»»

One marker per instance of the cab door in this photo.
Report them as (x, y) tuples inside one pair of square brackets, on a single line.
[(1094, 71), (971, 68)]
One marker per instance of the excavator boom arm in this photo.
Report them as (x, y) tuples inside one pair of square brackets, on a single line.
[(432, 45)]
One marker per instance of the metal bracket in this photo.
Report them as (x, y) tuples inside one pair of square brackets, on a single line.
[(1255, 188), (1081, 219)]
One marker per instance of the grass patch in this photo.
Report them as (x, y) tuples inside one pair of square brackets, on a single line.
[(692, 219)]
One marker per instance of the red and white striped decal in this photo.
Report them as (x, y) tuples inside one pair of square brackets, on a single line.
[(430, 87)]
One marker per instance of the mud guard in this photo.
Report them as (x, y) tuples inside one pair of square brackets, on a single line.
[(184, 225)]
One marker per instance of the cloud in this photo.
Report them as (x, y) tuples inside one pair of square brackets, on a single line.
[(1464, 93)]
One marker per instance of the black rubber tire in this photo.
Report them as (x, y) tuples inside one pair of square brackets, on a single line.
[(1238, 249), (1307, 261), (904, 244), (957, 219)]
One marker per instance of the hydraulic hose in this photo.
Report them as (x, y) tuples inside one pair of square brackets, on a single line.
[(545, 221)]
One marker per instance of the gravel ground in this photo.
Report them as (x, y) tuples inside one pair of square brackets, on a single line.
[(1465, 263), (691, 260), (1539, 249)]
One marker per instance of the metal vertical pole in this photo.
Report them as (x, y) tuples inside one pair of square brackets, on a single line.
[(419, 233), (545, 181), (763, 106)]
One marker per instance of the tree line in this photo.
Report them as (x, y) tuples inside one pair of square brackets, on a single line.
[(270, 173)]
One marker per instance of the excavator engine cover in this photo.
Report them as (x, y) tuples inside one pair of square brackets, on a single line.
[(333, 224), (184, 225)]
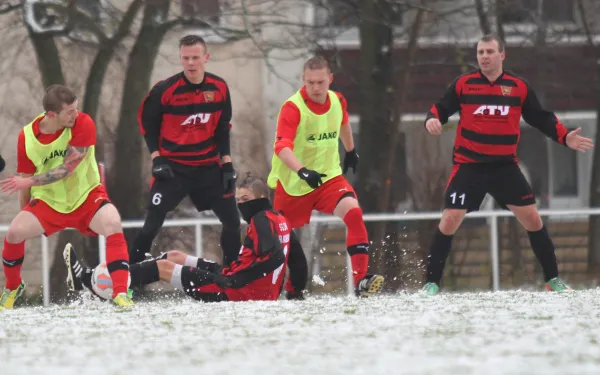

««

● Given exercise:
Please write out all the items above again, swapping "on a single line" for "on one line" and changing nothing else. Leave the pictures out of your answer.

● Solution below:
One marker per instance of the cab door in this photo.
Report them as (x, y) tuples inside one pair of square brackets, on one line.
[(1094, 71), (971, 68)]
One marker per instance of the excavator boom arm in this photo.
Report them as (x, y) tuples inside one pair of square brackets, on one line.
[(432, 45)]
One marker per instance of the metal bracket in this photo.
Report them as (x, y) tuples inside one pair of square brackets, on one line.
[(1255, 188), (1081, 219)]
One marker per instance of the grass patch in this photo.
Report them as (x, y) tuples inside one pair of square brackets, on one line.
[(692, 219)]
One marker per instance of the red and white striped decal in this photo.
Report them as (x, y) tuples inside one pair of square brackets, on one line.
[(430, 87)]
One marker per instance of the mud guard in this photo.
Report them as (x, y) tuples inside one pair of square brackets, on one line.
[(184, 225)]
One marker per instance of the cloud in this photo.
Report them as (x, y) tuples inside one pair of square brackets, on one line.
[(1464, 93)]
One marker per instance of the black rubber tire in this photo.
Report them as (x, y) tuples inside one pair of square brackets, on one line.
[(1238, 249), (1307, 261), (904, 244), (957, 219)]
One marker per instance of the hydraulic hose in this photo.
Report them as (x, y) tuples inside one pair of square brackets, on one line.
[(545, 221)]
One marker per instance of the gravel ground in this photo.
Report them as (x, y) tuples inside one pair of square brackets, on one line.
[(1465, 263), (691, 260), (1539, 249)]
One marker per instance of the metal vertical pole in this photo.
Report them as (x, y) tuples inside one pair of square brackets, on one line.
[(419, 233), (545, 181), (763, 106)]
One marker per instance of the tree line in this photo.
Report them as (x, y) tuples inside one pair of square brackets, on one line.
[(270, 173)]
One marker per instance of the excavator engine cover in this photo.
Report them as (x, y) tuples inside one pair of square brackets, on one line.
[(333, 224), (184, 225)]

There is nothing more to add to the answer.